[Job]
Recast lines of the listing below as a JSON list of strings, one string per line, with blank lines left out. Begin at the line that contains "Query: eroded sand mound" and continue through the end of the listing.

Records from a dataset:
>> begin

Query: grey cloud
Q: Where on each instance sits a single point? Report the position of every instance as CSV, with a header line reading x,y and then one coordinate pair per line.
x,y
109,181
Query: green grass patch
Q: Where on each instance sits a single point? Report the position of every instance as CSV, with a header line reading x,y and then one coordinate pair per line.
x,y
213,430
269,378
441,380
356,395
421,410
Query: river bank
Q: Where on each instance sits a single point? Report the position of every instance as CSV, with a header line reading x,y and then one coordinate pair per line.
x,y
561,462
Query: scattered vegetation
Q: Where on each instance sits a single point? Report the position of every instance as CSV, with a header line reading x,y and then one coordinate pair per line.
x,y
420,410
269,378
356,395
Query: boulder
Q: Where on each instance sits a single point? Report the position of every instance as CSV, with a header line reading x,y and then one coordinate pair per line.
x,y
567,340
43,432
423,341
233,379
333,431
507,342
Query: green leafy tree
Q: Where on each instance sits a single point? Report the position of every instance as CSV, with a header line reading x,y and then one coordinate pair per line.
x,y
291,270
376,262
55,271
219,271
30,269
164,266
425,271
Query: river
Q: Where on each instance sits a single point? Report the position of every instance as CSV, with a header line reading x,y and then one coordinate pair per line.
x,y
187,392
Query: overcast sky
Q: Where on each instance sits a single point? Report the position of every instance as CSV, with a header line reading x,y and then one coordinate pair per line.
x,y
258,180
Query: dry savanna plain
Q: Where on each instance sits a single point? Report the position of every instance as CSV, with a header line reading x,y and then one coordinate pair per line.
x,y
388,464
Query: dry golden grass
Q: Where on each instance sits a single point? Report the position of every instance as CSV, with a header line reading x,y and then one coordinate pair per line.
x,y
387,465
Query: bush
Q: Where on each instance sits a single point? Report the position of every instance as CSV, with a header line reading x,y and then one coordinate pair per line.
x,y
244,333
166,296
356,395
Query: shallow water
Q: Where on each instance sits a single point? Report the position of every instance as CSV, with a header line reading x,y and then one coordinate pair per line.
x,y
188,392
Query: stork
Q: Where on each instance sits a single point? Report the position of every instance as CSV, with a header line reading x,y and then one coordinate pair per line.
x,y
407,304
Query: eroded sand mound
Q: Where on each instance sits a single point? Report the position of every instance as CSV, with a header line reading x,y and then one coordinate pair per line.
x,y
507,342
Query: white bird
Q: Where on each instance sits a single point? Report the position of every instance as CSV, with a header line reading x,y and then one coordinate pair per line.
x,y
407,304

>> end

[Result]
[
  "Query: eroded sand mound",
  "Q: Where on each instance sits a single point? Report the position of every instance as CSV, with a header line reading x,y and then one coordinate pair per line.",
  "x,y",
  "507,342",
  "Query: white bird",
  "Q: Where on each instance sits a single point? Report the position of every instance as CSV, with a header line reading x,y and then one coordinate pair per line.",
  "x,y",
  "407,304"
]